"""

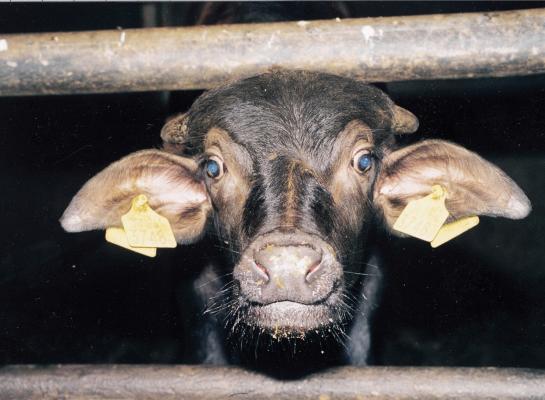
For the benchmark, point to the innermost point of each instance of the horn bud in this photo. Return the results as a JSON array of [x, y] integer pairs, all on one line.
[[175, 129], [403, 121]]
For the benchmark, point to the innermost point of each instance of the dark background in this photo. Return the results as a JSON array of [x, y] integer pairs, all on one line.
[[476, 301]]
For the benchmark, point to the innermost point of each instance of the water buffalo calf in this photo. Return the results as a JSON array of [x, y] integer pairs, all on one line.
[[289, 172]]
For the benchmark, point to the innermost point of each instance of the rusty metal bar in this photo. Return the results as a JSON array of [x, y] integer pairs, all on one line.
[[468, 45], [201, 382]]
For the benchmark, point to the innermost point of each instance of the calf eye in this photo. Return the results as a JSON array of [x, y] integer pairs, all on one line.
[[214, 167], [362, 161]]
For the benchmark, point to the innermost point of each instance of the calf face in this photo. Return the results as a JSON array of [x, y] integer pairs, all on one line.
[[291, 169]]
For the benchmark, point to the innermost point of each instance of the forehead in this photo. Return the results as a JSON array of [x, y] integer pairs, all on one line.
[[288, 110]]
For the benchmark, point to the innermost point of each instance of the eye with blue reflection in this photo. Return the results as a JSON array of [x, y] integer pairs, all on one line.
[[214, 167], [362, 161]]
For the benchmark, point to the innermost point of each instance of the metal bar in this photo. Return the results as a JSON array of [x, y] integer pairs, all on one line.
[[490, 44], [201, 382]]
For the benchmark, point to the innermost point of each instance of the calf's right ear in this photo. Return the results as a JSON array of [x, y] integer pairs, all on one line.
[[170, 183]]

"""

### THE PROBLEM:
Rewrite all the rows above, replacing "innermost point" with "central point" and changing nothing else. Leave the pictures out.

### TASK ANSWER:
For the benchmark, point to the central point of each instance of the horn bud in this photo. Return the results as a JSON array of [x, y] integer pairs, all on one line.
[[175, 129], [403, 121]]
For the benchmark, point to the central point of each instance of the dark background in this photo. Return the results as a JSON array of [x, y] integer pairs, all on one line.
[[476, 301]]
For the benchmark, point to the central point of each instance of the water buffalo calf in this photo. Return the results as a JSON array of [x, y] integer pairs, all on one line.
[[289, 172]]
For the benchmark, point to the central point of each instance of the rusty metal bar in this photo. Return the results as a JSON array of [x, y] integer pairs, all on one line.
[[468, 45], [201, 382]]
For the benchmark, point to the central point of each instance of the calf eye in this photo. Return the results as a JSON array of [x, y] integer pairs, all on one line.
[[214, 167], [362, 161]]
For the benchmark, point to the central point of each instance of the calf face in this photo. Return the results as a JSON array of [x, y] integer pairs, all on one line.
[[291, 169]]
For the benchmark, point to the central point of each instance of the forehead in this photo. Return the results as a JSON array of [x, y] integer pairs, all on one line.
[[288, 110]]
For the benchmark, point to the central point of each instance of the eye with blue reflection in this photo. Return the results as a JSON array of [x, y] integer pairs, all on one line.
[[214, 167], [362, 161]]
For the benchmark, point to the central point of each instance of the metal bar in this photo. Return the results as a JSON array of [x, y] integer pairs, all on one line.
[[490, 44], [201, 382]]
For the benchmark, point to the central point of each instance of the calf's right ear in this photo. Return the results as a JSON array of [x, y] integer pairs, all on one line.
[[170, 183]]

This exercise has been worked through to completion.